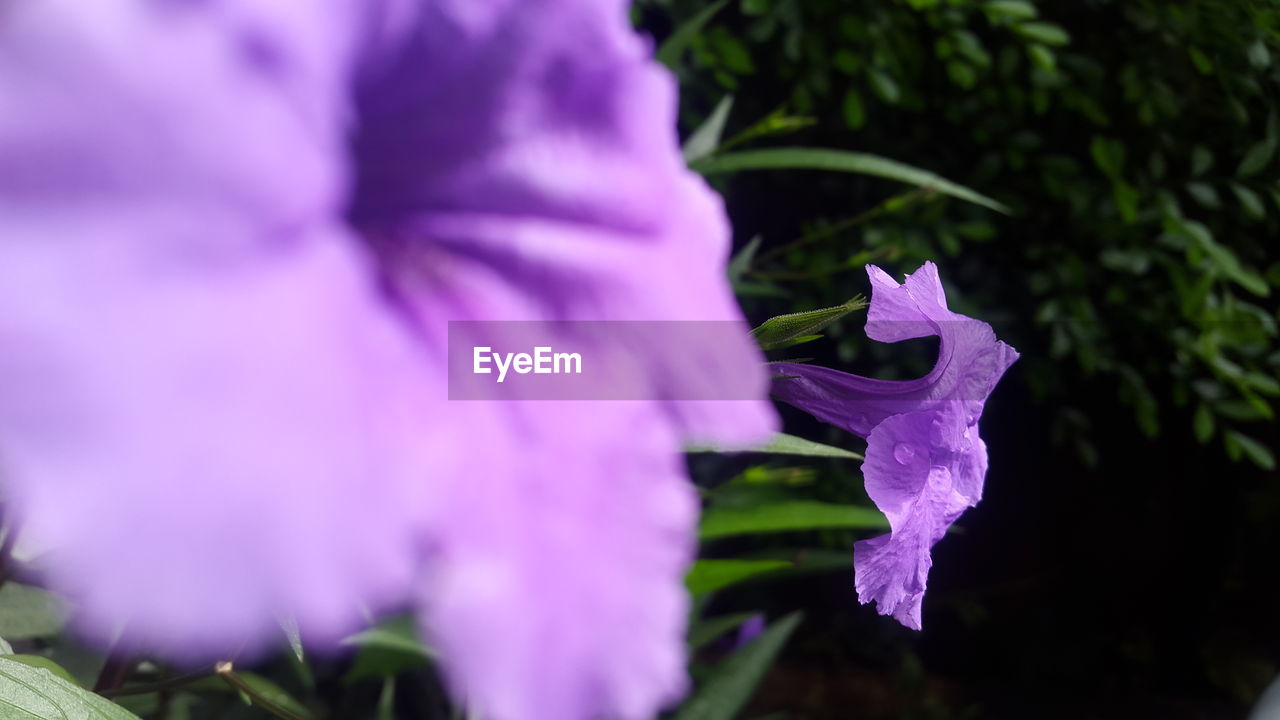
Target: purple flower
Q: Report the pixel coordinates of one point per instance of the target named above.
(232, 236)
(924, 460)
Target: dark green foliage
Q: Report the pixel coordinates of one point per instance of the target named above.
(1136, 142)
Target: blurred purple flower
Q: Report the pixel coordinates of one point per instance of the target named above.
(232, 235)
(924, 460)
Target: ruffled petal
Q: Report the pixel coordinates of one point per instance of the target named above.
(924, 460)
(206, 417)
(557, 564)
(551, 158)
(519, 162)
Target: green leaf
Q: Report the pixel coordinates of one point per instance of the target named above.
(1201, 60)
(787, 516)
(387, 648)
(37, 693)
(705, 630)
(28, 613)
(776, 332)
(1203, 194)
(1203, 424)
(1047, 33)
(839, 160)
(1249, 201)
(1257, 158)
(853, 108)
(707, 137)
(741, 261)
(796, 341)
(1257, 452)
(883, 86)
(1042, 57)
(673, 48)
(734, 683)
(784, 443)
(1107, 155)
(709, 575)
(1226, 263)
(45, 662)
(274, 695)
(1202, 159)
(1011, 9)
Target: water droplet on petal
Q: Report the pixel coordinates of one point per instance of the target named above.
(940, 478)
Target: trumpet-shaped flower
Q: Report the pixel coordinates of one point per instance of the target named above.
(232, 237)
(924, 460)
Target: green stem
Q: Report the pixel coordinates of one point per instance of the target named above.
(227, 673)
(891, 205)
(159, 686)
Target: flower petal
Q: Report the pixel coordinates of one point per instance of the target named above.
(539, 142)
(205, 396)
(924, 460)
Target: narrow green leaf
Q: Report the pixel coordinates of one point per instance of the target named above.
(787, 516)
(741, 261)
(1257, 452)
(45, 662)
(37, 693)
(28, 613)
(673, 48)
(1226, 263)
(842, 162)
(1048, 33)
(795, 341)
(1257, 158)
(707, 137)
(1011, 9)
(734, 683)
(387, 700)
(1203, 424)
(1202, 159)
(391, 647)
(883, 86)
(709, 575)
(1205, 194)
(784, 443)
(1042, 57)
(274, 695)
(855, 115)
(705, 630)
(776, 332)
(1249, 201)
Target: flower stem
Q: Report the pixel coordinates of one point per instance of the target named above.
(227, 673)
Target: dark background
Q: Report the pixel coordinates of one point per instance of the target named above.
(1120, 564)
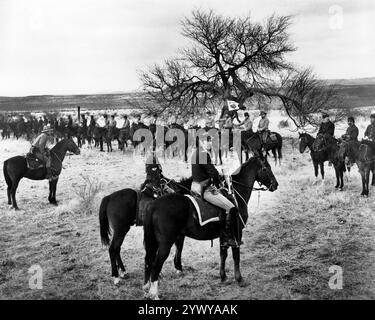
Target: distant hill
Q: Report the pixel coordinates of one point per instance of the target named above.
(63, 102)
(358, 93)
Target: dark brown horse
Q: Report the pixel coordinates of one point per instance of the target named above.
(256, 144)
(118, 211)
(325, 148)
(15, 169)
(173, 216)
(363, 154)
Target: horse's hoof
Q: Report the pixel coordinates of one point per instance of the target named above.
(151, 296)
(123, 274)
(146, 288)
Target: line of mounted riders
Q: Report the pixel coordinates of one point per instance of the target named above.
(90, 131)
(342, 152)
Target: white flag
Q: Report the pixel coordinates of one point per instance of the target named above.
(232, 105)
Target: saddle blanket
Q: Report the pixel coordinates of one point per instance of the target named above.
(206, 212)
(273, 137)
(33, 162)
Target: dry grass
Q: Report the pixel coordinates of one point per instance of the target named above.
(292, 237)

- REQUIRED WORK -
Only the lines from the one containing "Target: dry grass" through the last line of the records belong in the answer, each written out exactly.

- COMPLETED TASK -
Target: dry grass
Q: Report the pixel coordinates of one point per instance of the target named above.
(292, 237)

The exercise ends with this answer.